• **DIRECTIONS FOR THIS TASK**
Answer these from the text on machine learning interpretability below:
1. What may users do if they do not trust a model or a prediction?
2. Which body set the legal right to explanations?
3. What is the present state of regulations focused entirely on?

• **SELECTED TEXT**
*****

Machine learning is at the heart of many recent developments in science and technology. Unfortunately, the critical role of humans is an often-overlooked aspect in the field. If humans use machine learning classifiers explicitly as tools or deploy models within other products, there is still a vital concern: if the users do not trust a model or a prediction, they may not use it. With the development and widespread of Deep Neural Networks (DNN), AI models’ performance has been significantly improved. While in the big-data era, the increasing impact of highly developed black-box machine learning models has drawn much recognition from several communities, the interpretability of artificial intelligence has also been studied in various contexts. Several studies of personalized agents such as recommendation systems and critical decision-making have added to the importance of machine learning explanation and AI transparency for end-users. For example, as a step towards this purpose, the legal right to explanations has been set by the European Union General Data Protection Regulation (GDPR) commission. While the present state of regulations is focused entirely on user personal data protection, more algorithmic transparency, and clarification requirements from AI systems are expected to be covered. However, the interpretability of DNN is a considerable obstacle for not only end-users but also AI scientists and engineers. The demand for predictable and accountable AI also grows as tasks with higher sensitivity and social impact are more commonly entrusted to AI services.

*****

• **RECORDS**
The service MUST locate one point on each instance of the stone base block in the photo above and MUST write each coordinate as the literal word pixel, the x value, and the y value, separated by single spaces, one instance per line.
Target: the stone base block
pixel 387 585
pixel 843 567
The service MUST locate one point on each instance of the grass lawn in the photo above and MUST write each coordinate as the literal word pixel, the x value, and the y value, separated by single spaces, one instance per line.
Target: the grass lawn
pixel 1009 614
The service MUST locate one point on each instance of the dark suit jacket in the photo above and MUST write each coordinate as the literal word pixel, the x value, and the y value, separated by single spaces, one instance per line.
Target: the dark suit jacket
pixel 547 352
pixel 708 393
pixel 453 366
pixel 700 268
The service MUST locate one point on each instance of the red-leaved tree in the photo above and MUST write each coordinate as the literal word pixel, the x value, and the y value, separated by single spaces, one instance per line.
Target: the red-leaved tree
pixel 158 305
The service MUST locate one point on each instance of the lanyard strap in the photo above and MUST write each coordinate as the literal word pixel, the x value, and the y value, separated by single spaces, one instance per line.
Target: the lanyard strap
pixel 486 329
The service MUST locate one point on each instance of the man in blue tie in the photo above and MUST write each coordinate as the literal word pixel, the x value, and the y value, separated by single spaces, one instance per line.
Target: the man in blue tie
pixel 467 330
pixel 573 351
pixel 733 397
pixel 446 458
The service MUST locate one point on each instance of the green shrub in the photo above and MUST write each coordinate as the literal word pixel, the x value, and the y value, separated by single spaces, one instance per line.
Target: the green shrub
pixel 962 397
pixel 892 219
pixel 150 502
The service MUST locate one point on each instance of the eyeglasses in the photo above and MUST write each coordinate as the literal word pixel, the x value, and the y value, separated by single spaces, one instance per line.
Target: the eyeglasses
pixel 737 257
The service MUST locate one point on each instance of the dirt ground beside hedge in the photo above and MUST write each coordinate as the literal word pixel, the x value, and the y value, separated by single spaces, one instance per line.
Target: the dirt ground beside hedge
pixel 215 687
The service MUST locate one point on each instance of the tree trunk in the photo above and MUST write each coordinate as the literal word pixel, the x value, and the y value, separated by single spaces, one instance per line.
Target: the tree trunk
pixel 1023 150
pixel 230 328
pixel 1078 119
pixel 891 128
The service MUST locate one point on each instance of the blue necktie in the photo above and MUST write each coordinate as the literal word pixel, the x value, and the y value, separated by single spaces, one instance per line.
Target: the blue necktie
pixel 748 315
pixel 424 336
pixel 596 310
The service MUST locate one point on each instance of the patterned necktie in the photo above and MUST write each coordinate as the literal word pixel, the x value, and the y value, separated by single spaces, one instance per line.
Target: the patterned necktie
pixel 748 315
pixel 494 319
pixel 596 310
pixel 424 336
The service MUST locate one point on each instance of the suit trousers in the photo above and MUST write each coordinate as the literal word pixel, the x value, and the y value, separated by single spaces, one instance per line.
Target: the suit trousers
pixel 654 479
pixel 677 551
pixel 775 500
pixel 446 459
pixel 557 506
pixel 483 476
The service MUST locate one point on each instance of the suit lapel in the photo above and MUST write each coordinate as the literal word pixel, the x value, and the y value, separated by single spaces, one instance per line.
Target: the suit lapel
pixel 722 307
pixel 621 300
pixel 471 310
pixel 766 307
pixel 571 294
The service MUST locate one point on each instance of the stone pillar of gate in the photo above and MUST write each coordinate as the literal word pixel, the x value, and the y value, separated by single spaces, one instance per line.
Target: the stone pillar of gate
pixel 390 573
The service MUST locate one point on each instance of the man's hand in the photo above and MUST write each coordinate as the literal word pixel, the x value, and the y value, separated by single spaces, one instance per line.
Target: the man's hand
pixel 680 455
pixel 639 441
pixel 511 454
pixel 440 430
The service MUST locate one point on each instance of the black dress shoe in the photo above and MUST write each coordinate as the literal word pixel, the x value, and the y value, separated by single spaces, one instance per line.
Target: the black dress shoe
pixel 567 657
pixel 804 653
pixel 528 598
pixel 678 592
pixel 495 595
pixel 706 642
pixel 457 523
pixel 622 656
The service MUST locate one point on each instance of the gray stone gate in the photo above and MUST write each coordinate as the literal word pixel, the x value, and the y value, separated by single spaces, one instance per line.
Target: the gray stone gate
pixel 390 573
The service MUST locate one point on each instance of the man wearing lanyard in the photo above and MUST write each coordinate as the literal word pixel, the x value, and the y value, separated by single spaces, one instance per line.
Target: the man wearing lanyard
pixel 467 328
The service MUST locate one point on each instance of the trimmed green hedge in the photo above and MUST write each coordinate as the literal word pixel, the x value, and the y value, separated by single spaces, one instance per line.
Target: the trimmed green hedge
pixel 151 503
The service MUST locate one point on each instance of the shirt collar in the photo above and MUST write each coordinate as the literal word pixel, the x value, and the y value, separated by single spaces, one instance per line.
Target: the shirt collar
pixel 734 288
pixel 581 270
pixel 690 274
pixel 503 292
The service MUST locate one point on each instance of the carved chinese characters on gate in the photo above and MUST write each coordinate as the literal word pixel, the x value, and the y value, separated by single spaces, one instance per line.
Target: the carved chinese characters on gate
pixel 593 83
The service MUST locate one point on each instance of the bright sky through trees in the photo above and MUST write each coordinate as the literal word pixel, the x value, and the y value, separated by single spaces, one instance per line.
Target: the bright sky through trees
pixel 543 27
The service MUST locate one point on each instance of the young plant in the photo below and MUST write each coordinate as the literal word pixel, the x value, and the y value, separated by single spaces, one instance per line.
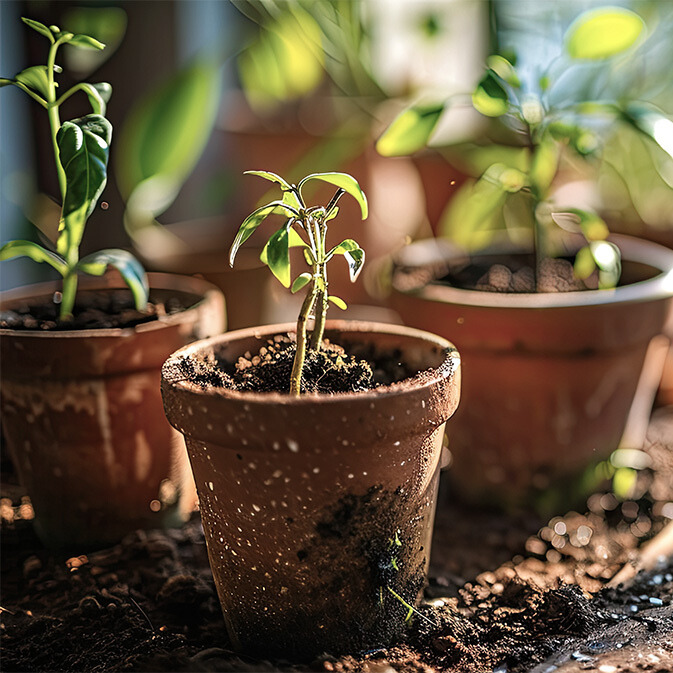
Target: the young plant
pixel 542 119
pixel 81 149
pixel 305 227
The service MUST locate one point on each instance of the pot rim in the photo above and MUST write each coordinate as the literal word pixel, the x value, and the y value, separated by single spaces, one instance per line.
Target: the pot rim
pixel 424 379
pixel 633 249
pixel 157 281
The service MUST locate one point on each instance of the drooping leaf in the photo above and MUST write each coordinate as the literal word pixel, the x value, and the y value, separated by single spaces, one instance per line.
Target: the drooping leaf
pixel 344 181
pixel 294 241
pixel 410 131
pixel 36 252
pixel 128 266
pixel 168 129
pixel 39 27
pixel 84 147
pixel 338 301
pixel 35 78
pixel 278 255
pixel 604 32
pixel 490 97
pixel 301 281
pixel 253 221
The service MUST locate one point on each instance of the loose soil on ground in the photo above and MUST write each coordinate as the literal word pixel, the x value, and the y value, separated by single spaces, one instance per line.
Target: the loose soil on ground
pixel 509 592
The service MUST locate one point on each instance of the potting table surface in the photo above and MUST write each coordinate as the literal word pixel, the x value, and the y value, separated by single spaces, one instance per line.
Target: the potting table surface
pixel 508 592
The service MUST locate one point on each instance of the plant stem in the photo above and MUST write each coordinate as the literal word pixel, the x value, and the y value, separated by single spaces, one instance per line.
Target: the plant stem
pixel 300 355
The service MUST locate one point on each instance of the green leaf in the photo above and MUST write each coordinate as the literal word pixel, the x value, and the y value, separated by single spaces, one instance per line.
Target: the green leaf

*****

• **TASK OUTPUT**
1. They may not use it.
2. The European Union General Data Protection Regulation (GDPR) commission.
3. User personal data protection.